== Segment start ==
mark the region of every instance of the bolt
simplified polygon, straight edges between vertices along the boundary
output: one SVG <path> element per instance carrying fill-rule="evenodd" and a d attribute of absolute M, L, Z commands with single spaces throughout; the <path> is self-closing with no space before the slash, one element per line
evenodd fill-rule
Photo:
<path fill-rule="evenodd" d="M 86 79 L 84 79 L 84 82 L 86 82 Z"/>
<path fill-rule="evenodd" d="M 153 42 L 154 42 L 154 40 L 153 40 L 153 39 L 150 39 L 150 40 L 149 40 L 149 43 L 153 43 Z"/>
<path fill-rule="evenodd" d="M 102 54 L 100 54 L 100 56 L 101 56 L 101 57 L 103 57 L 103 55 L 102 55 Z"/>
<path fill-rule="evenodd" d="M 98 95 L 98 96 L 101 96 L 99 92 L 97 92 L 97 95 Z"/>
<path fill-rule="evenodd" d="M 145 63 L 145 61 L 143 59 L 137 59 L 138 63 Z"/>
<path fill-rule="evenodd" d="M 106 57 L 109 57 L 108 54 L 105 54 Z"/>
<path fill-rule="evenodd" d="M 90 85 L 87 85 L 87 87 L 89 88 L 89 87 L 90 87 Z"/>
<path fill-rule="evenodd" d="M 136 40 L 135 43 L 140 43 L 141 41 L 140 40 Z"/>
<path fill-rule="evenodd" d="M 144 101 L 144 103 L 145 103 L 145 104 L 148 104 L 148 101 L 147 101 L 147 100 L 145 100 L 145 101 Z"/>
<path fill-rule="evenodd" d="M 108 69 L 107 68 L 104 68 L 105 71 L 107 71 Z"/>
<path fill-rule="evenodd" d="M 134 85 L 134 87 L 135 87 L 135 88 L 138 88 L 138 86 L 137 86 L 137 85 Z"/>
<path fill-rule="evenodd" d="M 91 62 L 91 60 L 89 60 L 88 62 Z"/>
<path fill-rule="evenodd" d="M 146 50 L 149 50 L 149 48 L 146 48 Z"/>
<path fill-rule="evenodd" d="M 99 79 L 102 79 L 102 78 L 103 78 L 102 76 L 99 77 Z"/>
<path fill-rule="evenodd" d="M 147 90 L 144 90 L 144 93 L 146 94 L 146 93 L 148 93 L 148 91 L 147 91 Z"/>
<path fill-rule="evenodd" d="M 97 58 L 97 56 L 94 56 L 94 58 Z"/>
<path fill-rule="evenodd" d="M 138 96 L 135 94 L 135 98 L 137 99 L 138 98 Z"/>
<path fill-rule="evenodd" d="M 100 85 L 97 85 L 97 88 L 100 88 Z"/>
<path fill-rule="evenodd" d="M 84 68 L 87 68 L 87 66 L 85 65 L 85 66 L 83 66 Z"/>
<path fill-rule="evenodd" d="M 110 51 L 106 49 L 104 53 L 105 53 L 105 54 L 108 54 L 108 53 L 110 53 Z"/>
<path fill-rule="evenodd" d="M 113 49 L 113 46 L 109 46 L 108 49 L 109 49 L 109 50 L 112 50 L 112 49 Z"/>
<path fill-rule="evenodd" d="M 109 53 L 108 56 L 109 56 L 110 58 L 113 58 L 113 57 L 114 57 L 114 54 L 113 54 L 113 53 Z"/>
== Segment end ==
Repeat the material in full, exactly as written.

mark the region of every instance of the bolt
simplified polygon, straight edges between vertices along the boundary
output: one SVG <path> element per instance carrying fill-rule="evenodd" and a d attribute of absolute M, L, Z commands with single spaces throughout; the <path> is self-closing with no space before the slash, one element per line
evenodd fill-rule
Photo:
<path fill-rule="evenodd" d="M 86 79 L 84 79 L 84 82 L 86 82 Z"/>
<path fill-rule="evenodd" d="M 153 42 L 154 42 L 154 40 L 153 40 L 153 39 L 150 39 L 150 40 L 149 40 L 149 43 L 153 43 Z"/>
<path fill-rule="evenodd" d="M 102 54 L 100 54 L 100 56 L 101 56 L 101 57 L 103 57 L 103 55 L 102 55 Z"/>
<path fill-rule="evenodd" d="M 98 95 L 98 96 L 101 96 L 99 92 L 97 92 L 97 95 Z"/>
<path fill-rule="evenodd" d="M 145 63 L 145 61 L 143 59 L 137 59 L 138 63 Z"/>
<path fill-rule="evenodd" d="M 106 57 L 109 57 L 108 54 L 105 54 Z"/>
<path fill-rule="evenodd" d="M 90 85 L 87 85 L 87 87 L 89 88 L 89 87 L 90 87 Z"/>
<path fill-rule="evenodd" d="M 136 40 L 135 43 L 140 43 L 141 41 L 140 40 Z"/>
<path fill-rule="evenodd" d="M 144 101 L 144 103 L 145 103 L 145 104 L 148 104 L 148 101 L 147 101 L 147 100 L 145 100 L 145 101 Z"/>
<path fill-rule="evenodd" d="M 108 69 L 107 68 L 104 68 L 105 71 L 107 71 Z"/>
<path fill-rule="evenodd" d="M 134 85 L 134 87 L 135 87 L 135 88 L 138 88 L 138 86 L 137 86 L 137 85 Z"/>
<path fill-rule="evenodd" d="M 91 62 L 91 60 L 89 60 L 88 62 Z"/>
<path fill-rule="evenodd" d="M 146 50 L 149 50 L 149 48 L 146 48 Z"/>
<path fill-rule="evenodd" d="M 99 79 L 102 79 L 102 78 L 103 78 L 102 76 L 99 77 Z"/>
<path fill-rule="evenodd" d="M 147 90 L 144 90 L 144 93 L 146 94 L 146 93 L 148 93 L 148 91 L 147 91 Z"/>
<path fill-rule="evenodd" d="M 97 58 L 97 56 L 94 56 L 94 58 Z"/>
<path fill-rule="evenodd" d="M 138 96 L 135 94 L 135 98 L 137 99 L 138 98 Z"/>
<path fill-rule="evenodd" d="M 100 85 L 97 85 L 97 88 L 100 88 Z"/>
<path fill-rule="evenodd" d="M 84 68 L 87 68 L 87 66 L 85 65 L 85 66 L 83 66 Z"/>
<path fill-rule="evenodd" d="M 110 51 L 106 49 L 104 53 L 105 53 L 105 54 L 108 54 L 108 53 L 110 53 Z"/>
<path fill-rule="evenodd" d="M 113 49 L 113 46 L 109 46 L 108 49 L 109 49 L 109 50 L 112 50 L 112 49 Z"/>
<path fill-rule="evenodd" d="M 109 53 L 108 56 L 109 56 L 110 58 L 113 58 L 113 57 L 114 57 L 114 54 L 113 54 L 113 53 Z"/>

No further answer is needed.